→ **What you need to do**
After locating the line with "[point] jersey sleeve" in the data that follows, return it and every later line exactly, up to and including the line with "Target: shadow on grass".

→ **Records provided**
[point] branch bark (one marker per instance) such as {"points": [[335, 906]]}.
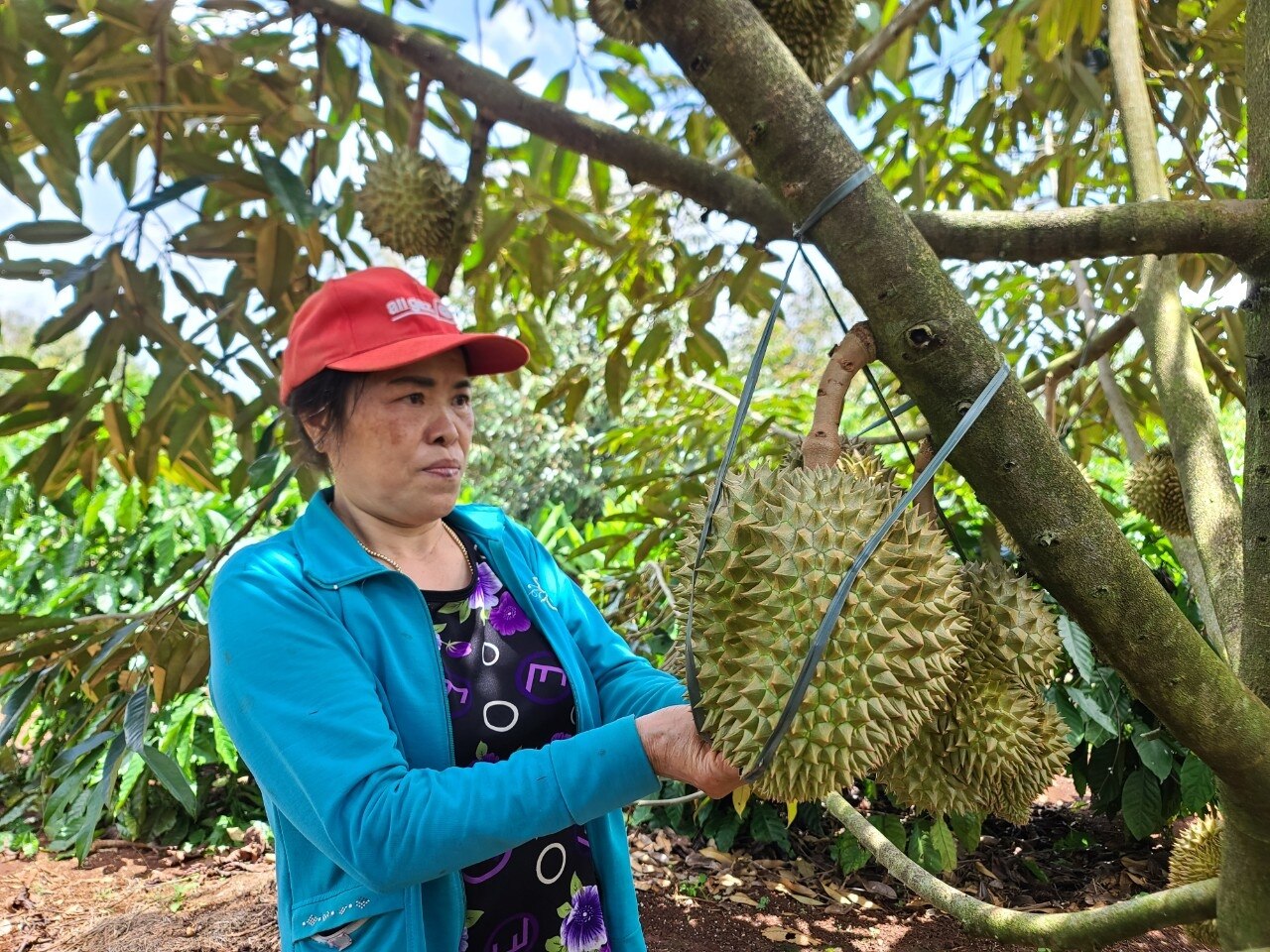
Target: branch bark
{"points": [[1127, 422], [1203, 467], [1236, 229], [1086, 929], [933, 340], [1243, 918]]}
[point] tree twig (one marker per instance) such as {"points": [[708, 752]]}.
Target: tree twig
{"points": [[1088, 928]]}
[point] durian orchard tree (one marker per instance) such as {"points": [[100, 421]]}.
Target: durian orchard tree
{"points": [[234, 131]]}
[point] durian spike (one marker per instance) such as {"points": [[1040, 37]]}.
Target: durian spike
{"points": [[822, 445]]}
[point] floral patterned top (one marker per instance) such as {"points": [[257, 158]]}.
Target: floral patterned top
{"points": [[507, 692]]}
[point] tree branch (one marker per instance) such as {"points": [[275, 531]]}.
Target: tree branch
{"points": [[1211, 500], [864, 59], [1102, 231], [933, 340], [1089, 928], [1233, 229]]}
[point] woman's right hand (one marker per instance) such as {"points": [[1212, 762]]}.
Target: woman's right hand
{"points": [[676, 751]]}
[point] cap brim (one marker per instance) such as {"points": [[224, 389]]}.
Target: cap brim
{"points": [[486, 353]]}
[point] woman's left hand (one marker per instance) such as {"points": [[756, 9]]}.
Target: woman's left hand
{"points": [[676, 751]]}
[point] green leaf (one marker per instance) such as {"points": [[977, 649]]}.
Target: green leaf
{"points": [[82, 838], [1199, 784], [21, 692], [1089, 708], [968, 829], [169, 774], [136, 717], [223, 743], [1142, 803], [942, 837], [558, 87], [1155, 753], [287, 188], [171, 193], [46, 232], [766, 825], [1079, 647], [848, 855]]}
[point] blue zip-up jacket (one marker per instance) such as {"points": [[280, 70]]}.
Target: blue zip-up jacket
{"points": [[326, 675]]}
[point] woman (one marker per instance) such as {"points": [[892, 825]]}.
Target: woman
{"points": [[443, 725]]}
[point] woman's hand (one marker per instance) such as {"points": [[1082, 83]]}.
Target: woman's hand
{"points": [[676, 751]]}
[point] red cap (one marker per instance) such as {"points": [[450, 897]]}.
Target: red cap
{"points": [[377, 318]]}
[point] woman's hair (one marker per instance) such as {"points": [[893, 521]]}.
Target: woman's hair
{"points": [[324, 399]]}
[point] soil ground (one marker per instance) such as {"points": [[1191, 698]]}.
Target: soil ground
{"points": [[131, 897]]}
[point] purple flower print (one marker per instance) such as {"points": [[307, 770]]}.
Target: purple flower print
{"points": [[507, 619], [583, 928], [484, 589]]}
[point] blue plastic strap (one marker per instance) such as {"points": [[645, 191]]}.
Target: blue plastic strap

---

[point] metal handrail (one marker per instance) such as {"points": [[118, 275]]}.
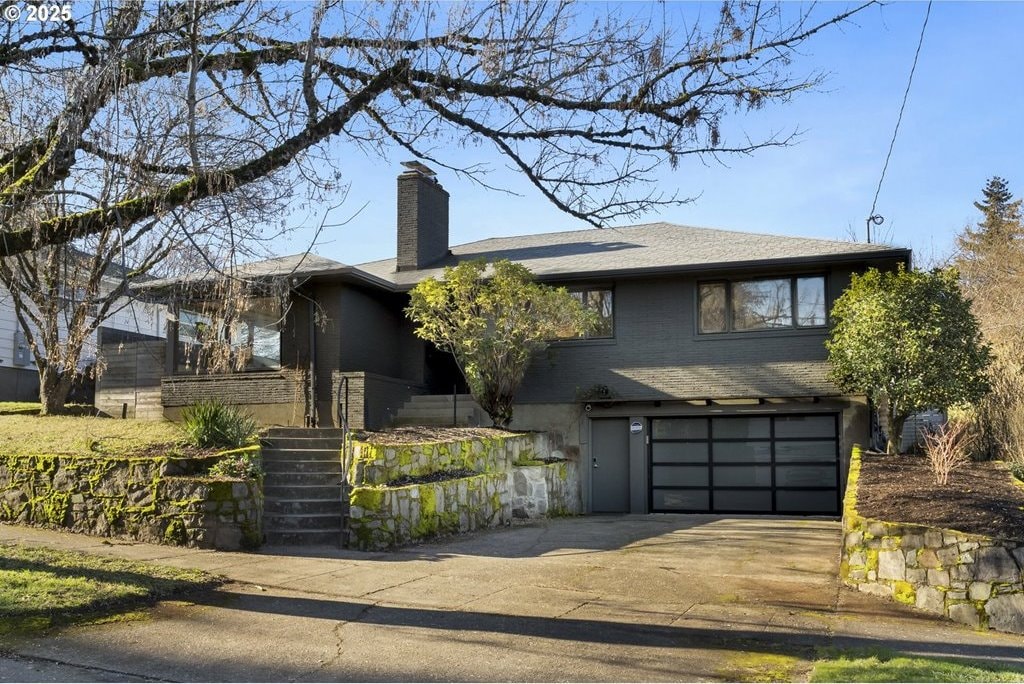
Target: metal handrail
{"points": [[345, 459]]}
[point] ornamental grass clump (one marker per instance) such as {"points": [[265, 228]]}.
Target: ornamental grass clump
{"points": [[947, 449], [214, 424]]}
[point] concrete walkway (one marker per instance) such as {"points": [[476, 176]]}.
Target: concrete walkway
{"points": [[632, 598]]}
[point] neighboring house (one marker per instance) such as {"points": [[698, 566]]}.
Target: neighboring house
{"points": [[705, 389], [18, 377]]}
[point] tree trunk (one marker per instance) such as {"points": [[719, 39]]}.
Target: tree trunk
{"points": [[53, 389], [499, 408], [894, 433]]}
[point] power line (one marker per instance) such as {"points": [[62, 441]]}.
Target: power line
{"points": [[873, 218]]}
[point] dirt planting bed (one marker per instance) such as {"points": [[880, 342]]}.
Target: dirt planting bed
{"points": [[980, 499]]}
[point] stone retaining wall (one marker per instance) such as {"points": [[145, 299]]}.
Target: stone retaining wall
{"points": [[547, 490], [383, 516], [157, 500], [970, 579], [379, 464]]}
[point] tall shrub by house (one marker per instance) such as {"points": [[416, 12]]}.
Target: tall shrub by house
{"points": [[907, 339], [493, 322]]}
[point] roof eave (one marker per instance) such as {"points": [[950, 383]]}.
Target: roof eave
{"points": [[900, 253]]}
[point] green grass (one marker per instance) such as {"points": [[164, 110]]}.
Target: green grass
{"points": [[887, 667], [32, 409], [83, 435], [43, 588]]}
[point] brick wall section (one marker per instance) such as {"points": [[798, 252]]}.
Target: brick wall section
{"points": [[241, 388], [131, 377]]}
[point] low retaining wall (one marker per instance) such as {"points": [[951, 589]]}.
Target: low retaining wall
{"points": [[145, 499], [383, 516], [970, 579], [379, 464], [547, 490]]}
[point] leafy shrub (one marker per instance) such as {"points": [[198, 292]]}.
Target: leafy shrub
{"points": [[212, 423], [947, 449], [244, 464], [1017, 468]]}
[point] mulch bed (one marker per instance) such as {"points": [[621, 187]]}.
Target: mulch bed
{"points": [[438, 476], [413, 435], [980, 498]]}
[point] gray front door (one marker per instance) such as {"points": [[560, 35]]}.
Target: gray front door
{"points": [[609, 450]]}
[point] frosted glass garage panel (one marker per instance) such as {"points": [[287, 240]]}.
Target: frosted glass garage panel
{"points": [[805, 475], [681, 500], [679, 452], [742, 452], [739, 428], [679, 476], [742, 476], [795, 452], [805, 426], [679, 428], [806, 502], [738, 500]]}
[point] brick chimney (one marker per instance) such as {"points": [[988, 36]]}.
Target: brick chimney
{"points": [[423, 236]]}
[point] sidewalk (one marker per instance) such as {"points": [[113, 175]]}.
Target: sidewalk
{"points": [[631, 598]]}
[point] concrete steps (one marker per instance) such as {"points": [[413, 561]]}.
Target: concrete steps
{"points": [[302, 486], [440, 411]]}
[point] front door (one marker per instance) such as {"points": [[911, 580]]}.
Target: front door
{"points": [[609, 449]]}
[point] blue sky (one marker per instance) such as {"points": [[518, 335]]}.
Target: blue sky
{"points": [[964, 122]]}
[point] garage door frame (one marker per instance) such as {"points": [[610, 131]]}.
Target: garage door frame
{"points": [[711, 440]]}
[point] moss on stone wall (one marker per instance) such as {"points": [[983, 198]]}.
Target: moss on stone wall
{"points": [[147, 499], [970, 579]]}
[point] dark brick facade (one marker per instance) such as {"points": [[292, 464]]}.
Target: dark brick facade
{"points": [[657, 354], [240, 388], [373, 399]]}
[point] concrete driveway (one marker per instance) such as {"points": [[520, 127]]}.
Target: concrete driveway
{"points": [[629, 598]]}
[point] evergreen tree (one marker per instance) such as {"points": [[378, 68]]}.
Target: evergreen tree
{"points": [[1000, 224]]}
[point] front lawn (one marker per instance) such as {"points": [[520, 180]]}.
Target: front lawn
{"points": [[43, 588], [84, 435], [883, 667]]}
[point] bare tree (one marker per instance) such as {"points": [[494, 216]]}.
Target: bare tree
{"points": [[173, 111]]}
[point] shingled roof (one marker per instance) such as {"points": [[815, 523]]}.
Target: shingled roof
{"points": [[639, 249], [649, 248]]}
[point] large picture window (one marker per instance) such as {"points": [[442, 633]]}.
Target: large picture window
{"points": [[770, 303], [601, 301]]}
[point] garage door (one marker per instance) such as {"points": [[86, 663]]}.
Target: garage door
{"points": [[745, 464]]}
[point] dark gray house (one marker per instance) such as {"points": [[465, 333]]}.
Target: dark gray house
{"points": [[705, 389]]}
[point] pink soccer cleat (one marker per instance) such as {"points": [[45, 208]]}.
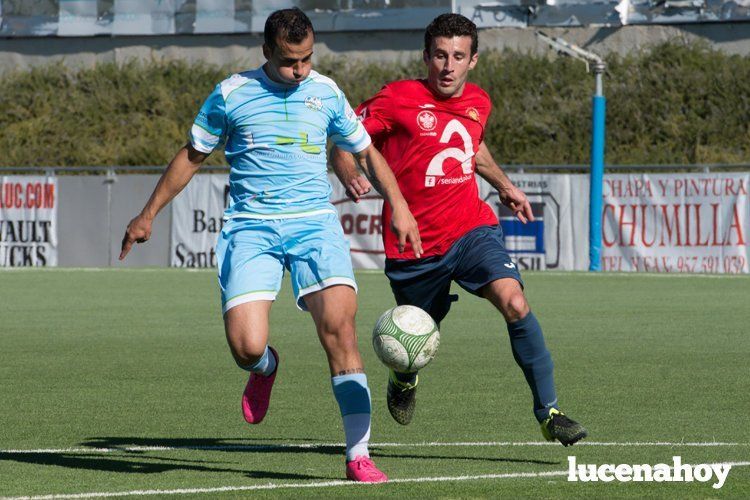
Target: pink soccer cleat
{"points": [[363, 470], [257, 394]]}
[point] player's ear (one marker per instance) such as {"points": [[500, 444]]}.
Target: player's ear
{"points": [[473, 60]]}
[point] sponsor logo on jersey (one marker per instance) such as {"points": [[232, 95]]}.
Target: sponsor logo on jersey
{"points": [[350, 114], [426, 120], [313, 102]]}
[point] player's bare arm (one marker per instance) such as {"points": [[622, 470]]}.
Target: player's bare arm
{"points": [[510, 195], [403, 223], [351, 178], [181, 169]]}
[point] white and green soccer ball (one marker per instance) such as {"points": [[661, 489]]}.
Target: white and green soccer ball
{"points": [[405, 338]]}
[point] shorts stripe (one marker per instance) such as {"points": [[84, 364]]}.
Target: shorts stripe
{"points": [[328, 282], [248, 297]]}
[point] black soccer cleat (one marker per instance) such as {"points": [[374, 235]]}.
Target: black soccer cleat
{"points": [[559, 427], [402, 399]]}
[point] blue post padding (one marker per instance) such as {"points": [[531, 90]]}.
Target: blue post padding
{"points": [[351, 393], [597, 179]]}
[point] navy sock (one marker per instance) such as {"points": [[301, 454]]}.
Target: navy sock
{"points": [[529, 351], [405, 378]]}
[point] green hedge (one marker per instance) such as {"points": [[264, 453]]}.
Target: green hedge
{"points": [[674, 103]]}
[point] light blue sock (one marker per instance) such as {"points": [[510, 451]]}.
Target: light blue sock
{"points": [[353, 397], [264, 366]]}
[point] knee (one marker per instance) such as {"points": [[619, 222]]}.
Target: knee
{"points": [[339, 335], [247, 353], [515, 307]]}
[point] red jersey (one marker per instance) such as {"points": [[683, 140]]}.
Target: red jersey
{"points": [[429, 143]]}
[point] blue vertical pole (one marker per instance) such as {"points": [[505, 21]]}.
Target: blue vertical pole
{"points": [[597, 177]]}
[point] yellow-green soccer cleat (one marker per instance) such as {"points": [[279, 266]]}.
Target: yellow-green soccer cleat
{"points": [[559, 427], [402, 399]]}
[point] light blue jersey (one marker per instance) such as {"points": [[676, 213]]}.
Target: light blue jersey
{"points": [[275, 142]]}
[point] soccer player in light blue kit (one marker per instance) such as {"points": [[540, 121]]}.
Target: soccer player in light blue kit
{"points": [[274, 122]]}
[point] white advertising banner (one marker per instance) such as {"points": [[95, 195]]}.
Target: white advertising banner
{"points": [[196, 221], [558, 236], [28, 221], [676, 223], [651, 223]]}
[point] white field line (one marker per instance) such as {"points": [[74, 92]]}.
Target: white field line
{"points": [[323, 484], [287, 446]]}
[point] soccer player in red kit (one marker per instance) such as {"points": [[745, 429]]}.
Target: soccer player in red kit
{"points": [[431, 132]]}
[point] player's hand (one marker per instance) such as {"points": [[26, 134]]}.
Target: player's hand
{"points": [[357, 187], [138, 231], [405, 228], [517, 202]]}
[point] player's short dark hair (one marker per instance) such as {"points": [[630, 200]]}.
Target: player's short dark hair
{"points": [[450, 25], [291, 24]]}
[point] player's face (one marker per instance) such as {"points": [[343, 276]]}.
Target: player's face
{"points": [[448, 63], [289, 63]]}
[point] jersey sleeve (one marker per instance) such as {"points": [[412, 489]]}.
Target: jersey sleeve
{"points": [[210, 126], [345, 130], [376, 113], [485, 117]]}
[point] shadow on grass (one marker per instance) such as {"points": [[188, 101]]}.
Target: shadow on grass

...

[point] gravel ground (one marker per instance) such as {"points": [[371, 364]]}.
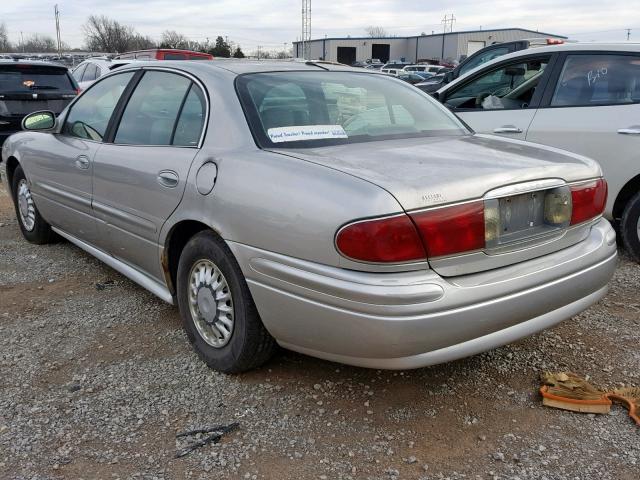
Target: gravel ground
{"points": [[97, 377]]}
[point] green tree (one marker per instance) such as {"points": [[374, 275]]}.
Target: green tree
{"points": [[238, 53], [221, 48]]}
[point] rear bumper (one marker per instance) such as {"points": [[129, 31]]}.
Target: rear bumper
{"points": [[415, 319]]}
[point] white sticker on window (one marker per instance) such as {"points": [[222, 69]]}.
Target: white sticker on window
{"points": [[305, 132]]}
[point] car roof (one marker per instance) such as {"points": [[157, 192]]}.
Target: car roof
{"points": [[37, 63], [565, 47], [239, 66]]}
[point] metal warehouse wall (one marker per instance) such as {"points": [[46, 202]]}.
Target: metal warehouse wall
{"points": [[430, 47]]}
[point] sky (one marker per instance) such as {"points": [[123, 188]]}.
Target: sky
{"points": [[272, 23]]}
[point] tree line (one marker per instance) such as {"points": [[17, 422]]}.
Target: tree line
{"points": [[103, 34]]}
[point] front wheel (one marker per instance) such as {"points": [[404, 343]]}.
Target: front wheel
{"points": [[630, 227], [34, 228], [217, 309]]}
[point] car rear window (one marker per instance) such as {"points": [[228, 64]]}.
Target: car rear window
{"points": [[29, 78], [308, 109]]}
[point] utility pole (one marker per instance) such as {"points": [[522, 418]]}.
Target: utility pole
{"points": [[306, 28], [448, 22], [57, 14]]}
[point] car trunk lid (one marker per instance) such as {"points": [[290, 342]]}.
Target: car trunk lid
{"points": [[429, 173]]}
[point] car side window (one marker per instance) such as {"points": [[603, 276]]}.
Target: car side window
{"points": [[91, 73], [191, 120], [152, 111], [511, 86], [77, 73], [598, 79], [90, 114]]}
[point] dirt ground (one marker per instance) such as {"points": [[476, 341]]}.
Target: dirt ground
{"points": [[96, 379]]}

→ **Result of this exercise**
[point] jersey sleeve (one marker per instance) such as {"points": [[412, 489]]}.
Target: jersey sleeve
{"points": [[210, 126], [345, 130], [376, 113], [485, 117]]}
[point] shadow on grass (one marker per instance) such as {"points": [[188, 101]]}.
Target: shadow on grass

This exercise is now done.